*LIST OF TASKS*:
**A)** In the notes, which tree nodes does the naive approach treat as potential factors?
**B)** Repeat the part of the notes starting at "- Should be" and ending at "of many nodes.".

Hope is that even though lots of factors, many \(\pi\) may be 0.
- Optimize over \(\pi\) given \(F\)
- Should be an EM algorithm for this
- First step is to compute \ref{eq:likzi} for each \(i, k1, k2\)
- Optimize over \(F\) given \(\pi\)
- There may be EM step for \(F\) given \(\pi\)
If we are lucky \(\pi\) will be sparse; otherwise may need to force it, and re-estimate factors?
Inferring \(Z\)
\ref{eq:likzi} is computational challenging because of many potential choices of factors. Some of the ideas from discussion between Kushal and Gao were assuming mixture priors for \(Z\) over all the edges and get some proportions, and to solve for \(Z\), integrate out \(\lambda\) to get a marginal likelihood on the edges.
There are two issues:
- Seems a complicated problem that does not scale with \(N\).
- Unsupervise, thus factors we end up getting may not be the nodes but rather a combination of many nodes.
Some thoughts we have:
Use lessons from the exploratory benchmark: It seems from the MST on denoised data that it was indeed capturing the branches well, but was creating some mini branches sometimes. We can use the branches or the leaves we get from MST to initialize the factors.
A possible naive approach: take all the leaves and all the nodes in the tree which have MST degree greater than or equal to 3 as a potential factor (will there still be many of them?). We may want to merge the similar looking factors, or modify some of them, but it is better than starting at a completely unsupervised state. Also this may very well solve the issue of hitting a bad local minima by starting from a bad point.
Correlation structure, a property worth investigating: It seems to us that one property that we can rely on even if we do not assume Brownian motion like model is the Brownian structure of the covariance matrix. We feel even if the process is not Brownian, the correlation structure might be considered similar to the Brownian process on tree correlation structure. That is the information MST uses to build the tree for correlation distance as well and does a pretty good job at it. We may want to exploit this property more in the model based framework we propose.
Scaling with data: It will most likely scale well with \(N\) if we can start from “good points” to reduce the search space.
Feature selection: Even though “white-noise” on feature (as in the current benchmark) does not seem to matter to manifold learning and factor analysis, it is still possible that different subsets of genes abide by different tree structure. This is not simulated in the current benchmark. We should consider how to select the right set of genes to work with. But probably the difference is local.
Final comments
It seems denoising with SFA/FLASH and then subsequent application of MST is a good way to ged rid of white-noise in genes. Our method might also be a pre-processing step for MST. Currently there is not enough literature on single cell tree construction from gene expression data. Application of methods from current benchmark particularly factor analysis + MST might be interesting application by itself. Of course we expect a new model along the lines of our proposal do better job.

*EXERCISE DATA*:
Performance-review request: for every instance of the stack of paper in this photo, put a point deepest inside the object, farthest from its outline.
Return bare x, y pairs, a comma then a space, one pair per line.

*TASK SOLUTIONS*:
**A)** All the leaves and every node in the tree with MST degree greater than or equal to 3.

**B)**
- Should be an EM algorithm for this
- First step is to compute \ref{eq:likzi} for each \(i, k1, k2\)
- Optimize over \(F\) given \(\pi\)
- There may be EM step for \(F\) given \(\pi\)
If we are lucky \(\pi\) will be sparse; otherwise may need to force it, and re-estimate factors?
Inferring \(Z\)
\ref{eq:likzi} is computational challenging because of many potential choices of factors. Some of the ideas from discussion between Kushal and Gao were assuming mixture priors for \(Z\) over all the edges and get some proportions, and to solve for \(Z\), integrate out \(\lambda\) to get a marginal likelihood on the edges.
There are two issues:
- Seems a complicated problem that does not scale with \(N\).
- Unsupervise, thus factors we end up getting may not be the nodes but rather a combination of many nodes.